Task details:
Express the records as a JSON list of strings, one string per line and blank lines omitted, covering only the lines from the start of the records through the line that contains "<point>415,198</point>", both ends included.

Working data:
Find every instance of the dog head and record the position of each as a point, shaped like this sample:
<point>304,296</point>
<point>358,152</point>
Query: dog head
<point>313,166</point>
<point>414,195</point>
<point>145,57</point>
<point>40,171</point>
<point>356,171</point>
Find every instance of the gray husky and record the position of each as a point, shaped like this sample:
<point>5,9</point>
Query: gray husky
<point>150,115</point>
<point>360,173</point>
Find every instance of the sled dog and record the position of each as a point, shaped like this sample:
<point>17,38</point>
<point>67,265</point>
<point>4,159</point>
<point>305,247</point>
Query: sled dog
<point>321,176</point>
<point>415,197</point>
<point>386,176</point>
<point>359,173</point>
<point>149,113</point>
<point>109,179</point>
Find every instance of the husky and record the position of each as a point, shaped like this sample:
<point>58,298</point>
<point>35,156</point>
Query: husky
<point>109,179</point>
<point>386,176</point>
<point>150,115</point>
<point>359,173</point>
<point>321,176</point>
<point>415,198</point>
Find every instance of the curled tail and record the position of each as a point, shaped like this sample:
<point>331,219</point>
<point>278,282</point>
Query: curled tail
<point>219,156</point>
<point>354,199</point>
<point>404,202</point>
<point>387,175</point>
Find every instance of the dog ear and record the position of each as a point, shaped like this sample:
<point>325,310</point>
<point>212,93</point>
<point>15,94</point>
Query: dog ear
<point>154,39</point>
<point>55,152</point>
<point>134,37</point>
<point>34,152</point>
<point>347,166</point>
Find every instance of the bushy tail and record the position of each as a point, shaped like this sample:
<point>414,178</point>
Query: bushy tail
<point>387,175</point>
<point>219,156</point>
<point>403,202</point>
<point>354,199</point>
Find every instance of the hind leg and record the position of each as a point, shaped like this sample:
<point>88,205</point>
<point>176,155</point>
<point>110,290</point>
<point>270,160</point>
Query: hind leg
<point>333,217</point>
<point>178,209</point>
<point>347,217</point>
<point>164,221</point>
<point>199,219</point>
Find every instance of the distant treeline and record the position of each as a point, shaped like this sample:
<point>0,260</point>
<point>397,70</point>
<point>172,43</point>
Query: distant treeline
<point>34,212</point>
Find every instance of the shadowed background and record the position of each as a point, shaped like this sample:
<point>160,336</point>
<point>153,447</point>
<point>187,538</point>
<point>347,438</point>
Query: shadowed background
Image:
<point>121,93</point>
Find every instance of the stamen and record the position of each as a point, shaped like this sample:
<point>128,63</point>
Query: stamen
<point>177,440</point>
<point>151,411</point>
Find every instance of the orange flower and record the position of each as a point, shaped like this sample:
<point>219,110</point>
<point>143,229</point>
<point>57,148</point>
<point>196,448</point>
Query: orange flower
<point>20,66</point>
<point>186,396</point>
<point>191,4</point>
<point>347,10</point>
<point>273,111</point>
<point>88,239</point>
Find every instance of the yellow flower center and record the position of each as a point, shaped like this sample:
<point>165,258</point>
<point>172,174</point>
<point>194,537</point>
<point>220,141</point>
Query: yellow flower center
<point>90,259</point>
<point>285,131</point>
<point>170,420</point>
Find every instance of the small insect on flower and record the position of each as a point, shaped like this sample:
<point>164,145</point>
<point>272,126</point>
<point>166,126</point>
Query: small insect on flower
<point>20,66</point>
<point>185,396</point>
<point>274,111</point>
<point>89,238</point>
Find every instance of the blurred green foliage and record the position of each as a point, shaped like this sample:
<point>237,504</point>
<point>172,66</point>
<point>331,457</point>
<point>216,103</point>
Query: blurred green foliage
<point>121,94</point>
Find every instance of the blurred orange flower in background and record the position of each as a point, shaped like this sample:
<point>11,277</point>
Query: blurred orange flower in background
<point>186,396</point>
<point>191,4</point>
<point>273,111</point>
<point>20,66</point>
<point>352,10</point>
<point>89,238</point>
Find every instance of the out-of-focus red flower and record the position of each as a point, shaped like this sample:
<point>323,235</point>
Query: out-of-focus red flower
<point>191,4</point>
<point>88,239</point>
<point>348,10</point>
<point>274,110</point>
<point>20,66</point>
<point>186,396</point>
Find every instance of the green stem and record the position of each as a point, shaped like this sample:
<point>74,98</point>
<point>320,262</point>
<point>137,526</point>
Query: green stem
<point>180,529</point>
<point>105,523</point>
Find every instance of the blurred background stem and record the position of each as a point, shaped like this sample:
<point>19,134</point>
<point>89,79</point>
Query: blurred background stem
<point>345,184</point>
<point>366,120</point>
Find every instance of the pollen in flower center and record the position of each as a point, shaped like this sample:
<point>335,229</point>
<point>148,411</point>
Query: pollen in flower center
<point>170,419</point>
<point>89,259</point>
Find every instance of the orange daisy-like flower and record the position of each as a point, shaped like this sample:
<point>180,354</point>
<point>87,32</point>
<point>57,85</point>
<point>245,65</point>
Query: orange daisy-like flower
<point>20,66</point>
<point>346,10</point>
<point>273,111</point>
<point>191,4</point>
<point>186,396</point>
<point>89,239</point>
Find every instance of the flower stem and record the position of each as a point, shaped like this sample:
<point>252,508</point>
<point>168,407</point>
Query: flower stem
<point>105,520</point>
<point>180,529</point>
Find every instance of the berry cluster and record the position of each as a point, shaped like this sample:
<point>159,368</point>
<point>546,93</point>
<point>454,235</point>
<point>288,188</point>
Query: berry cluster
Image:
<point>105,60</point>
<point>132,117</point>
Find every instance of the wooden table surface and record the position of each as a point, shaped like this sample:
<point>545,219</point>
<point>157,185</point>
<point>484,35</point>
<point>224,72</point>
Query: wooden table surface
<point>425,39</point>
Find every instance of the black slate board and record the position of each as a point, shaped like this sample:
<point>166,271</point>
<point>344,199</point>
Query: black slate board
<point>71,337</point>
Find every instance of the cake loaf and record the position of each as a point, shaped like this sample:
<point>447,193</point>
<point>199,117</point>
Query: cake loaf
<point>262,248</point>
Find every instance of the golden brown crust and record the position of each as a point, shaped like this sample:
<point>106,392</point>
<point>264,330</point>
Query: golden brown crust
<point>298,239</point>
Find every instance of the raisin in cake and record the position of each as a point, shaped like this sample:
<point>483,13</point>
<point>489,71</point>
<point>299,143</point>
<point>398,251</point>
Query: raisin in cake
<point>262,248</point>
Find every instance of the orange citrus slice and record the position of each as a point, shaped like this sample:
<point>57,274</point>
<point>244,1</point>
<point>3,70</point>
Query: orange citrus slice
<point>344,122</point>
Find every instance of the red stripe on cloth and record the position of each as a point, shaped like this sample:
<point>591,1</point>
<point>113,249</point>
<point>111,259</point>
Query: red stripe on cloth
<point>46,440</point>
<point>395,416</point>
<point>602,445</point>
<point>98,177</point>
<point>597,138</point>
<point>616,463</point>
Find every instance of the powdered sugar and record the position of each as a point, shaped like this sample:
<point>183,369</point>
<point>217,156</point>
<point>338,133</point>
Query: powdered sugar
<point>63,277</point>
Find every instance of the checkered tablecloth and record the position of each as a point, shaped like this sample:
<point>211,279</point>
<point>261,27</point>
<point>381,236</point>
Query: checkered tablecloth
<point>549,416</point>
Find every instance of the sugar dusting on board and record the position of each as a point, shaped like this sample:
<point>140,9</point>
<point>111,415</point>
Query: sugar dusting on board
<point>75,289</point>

Exercise result:
[
  "Find every instance of the dog head and record the position of each as a point, shaped like this sample:",
  "<point>304,296</point>",
  "<point>358,152</point>",
  "Query: dog head",
  "<point>313,166</point>",
  "<point>414,195</point>",
  "<point>145,57</point>",
  "<point>40,171</point>",
  "<point>356,171</point>",
  "Find every instance of the gray husky and record the position of each as a point, shaped like this sample:",
  "<point>5,9</point>",
  "Query: gray husky",
  "<point>150,115</point>",
  "<point>360,173</point>",
  "Find every instance of the sled dog and record the position of each as a point, shaped like this sample:",
  "<point>17,38</point>",
  "<point>67,265</point>",
  "<point>4,159</point>",
  "<point>305,247</point>",
  "Query: sled dog",
  "<point>321,176</point>",
  "<point>415,197</point>",
  "<point>386,176</point>",
  "<point>359,173</point>",
  "<point>149,113</point>",
  "<point>109,179</point>",
  "Find every instance of the husky and record the position of each as a point, shaped like this sample:",
  "<point>58,298</point>",
  "<point>35,156</point>",
  "Query: husky",
  "<point>109,179</point>",
  "<point>386,176</point>",
  "<point>150,115</point>",
  "<point>359,173</point>",
  "<point>321,176</point>",
  "<point>415,198</point>"
]